Data extracted from a collection:
━━━━

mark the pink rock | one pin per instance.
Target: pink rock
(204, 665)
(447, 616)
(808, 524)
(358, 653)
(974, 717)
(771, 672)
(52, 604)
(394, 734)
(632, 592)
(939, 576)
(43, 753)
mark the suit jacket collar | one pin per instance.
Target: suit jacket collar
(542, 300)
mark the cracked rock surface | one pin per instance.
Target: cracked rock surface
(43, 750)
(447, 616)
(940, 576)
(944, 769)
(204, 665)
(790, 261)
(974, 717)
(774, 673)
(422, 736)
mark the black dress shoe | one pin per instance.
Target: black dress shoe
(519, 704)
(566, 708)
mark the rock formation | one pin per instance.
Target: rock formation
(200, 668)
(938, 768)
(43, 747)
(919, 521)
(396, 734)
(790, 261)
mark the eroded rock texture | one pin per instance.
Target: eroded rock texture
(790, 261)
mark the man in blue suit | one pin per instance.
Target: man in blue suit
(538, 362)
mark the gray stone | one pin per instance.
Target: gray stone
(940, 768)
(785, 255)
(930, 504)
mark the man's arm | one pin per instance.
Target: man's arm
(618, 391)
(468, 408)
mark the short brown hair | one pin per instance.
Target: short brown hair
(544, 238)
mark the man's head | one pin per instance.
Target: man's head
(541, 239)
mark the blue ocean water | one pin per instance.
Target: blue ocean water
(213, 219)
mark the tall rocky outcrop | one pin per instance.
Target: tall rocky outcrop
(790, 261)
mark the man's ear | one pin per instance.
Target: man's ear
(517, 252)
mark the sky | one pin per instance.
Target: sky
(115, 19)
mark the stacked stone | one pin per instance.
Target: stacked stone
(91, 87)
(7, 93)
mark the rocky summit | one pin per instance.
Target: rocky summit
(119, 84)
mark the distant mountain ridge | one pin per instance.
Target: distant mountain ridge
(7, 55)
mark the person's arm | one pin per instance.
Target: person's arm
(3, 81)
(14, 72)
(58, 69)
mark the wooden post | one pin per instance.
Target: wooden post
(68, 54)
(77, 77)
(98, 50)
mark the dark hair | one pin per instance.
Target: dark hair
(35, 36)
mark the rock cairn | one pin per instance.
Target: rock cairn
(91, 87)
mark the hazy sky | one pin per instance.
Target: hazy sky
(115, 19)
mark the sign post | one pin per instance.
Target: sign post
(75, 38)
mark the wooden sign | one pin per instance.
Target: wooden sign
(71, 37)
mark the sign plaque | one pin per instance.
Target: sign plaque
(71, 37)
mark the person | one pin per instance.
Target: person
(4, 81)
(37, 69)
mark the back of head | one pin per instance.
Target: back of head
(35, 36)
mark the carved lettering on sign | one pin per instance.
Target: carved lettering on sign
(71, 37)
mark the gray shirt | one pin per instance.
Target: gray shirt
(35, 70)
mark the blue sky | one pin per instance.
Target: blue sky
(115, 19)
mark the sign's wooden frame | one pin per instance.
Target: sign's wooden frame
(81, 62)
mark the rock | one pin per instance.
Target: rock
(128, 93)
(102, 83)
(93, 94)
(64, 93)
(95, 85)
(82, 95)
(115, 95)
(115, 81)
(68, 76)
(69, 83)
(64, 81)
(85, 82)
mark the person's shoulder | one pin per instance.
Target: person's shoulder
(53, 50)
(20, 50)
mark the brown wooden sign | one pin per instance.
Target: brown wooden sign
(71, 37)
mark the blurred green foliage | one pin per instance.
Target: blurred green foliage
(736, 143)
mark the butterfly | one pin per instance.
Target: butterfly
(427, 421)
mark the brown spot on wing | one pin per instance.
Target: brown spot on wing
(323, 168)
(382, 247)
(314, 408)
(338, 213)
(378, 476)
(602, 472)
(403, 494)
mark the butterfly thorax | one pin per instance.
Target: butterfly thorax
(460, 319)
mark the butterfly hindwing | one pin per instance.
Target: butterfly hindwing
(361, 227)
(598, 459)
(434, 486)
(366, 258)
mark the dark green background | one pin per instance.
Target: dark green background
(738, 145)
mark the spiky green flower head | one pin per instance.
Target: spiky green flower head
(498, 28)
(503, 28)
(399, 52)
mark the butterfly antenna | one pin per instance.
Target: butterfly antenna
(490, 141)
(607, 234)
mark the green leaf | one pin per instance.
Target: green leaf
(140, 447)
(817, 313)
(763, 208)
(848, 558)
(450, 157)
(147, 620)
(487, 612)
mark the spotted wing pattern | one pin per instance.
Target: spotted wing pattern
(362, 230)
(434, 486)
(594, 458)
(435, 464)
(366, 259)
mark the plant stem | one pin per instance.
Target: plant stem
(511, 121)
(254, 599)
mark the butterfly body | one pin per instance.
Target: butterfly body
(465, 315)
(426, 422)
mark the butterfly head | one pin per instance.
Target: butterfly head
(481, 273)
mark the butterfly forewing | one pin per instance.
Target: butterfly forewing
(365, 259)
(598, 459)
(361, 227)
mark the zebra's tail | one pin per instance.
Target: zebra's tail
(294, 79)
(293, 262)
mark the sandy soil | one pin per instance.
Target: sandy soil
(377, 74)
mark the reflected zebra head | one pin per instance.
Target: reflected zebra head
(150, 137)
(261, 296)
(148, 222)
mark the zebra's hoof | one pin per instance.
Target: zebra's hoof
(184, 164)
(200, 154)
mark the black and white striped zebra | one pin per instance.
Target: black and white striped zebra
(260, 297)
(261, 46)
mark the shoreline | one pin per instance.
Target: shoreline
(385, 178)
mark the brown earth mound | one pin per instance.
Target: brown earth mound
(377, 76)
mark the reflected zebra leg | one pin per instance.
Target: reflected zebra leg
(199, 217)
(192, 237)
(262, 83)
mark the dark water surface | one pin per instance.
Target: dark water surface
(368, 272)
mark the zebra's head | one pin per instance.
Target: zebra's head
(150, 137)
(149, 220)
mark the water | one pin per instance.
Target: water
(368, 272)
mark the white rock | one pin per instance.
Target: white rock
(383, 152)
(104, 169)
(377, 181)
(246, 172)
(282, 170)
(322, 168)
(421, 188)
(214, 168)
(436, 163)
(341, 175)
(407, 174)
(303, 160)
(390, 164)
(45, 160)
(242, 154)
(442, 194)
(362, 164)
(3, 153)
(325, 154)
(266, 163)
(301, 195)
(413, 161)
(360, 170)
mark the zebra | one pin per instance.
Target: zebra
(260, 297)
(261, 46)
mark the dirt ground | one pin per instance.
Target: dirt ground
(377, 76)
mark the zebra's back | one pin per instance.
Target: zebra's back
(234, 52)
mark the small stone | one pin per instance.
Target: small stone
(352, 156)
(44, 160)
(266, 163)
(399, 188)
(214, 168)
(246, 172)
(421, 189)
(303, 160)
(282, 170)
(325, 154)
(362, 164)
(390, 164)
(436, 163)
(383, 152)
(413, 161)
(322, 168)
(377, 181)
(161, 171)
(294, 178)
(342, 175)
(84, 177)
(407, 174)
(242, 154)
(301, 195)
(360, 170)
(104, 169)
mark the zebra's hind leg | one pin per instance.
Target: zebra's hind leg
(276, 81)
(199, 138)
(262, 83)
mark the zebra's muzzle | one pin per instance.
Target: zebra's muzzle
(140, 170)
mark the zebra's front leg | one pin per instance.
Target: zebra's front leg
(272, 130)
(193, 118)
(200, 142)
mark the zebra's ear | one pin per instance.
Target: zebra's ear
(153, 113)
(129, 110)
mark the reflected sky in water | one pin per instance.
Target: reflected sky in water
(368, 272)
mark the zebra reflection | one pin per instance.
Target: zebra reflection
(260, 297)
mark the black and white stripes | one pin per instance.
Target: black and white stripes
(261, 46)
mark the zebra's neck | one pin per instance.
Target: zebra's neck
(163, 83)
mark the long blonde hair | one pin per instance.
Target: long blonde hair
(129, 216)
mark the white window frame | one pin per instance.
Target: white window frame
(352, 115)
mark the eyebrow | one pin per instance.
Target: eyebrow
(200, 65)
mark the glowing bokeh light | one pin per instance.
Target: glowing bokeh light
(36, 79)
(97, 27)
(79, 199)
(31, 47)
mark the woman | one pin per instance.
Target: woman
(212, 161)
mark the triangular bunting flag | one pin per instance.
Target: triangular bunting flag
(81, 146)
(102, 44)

━━━━

### INSTRUCTIONS TO FOLLOW
Please copy, exactly and with nothing else, the lines above beginning at the line that has "mark the plant stem | one pin per instance." and ending with the line that has "mark the reflected zebra head".

### EXPECTED ANSWER
mark the plant stem | one pin per instance.
Target: plant stem
(511, 121)
(254, 599)
mark the butterfly body | one pin per instance.
Target: butterfly body
(465, 315)
(426, 422)
mark the butterfly head | one pin per instance.
Target: butterfly head
(481, 273)
mark the butterfly forewing | one pin per instance.
Target: butterfly forewing
(365, 259)
(598, 459)
(361, 227)
mark the zebra's tail | one pin per instance.
Target: zebra's tail
(294, 79)
(293, 262)
mark the sandy soil | one pin per instance.
Target: sandy soil
(377, 74)
mark the reflected zebra head | one pin per instance.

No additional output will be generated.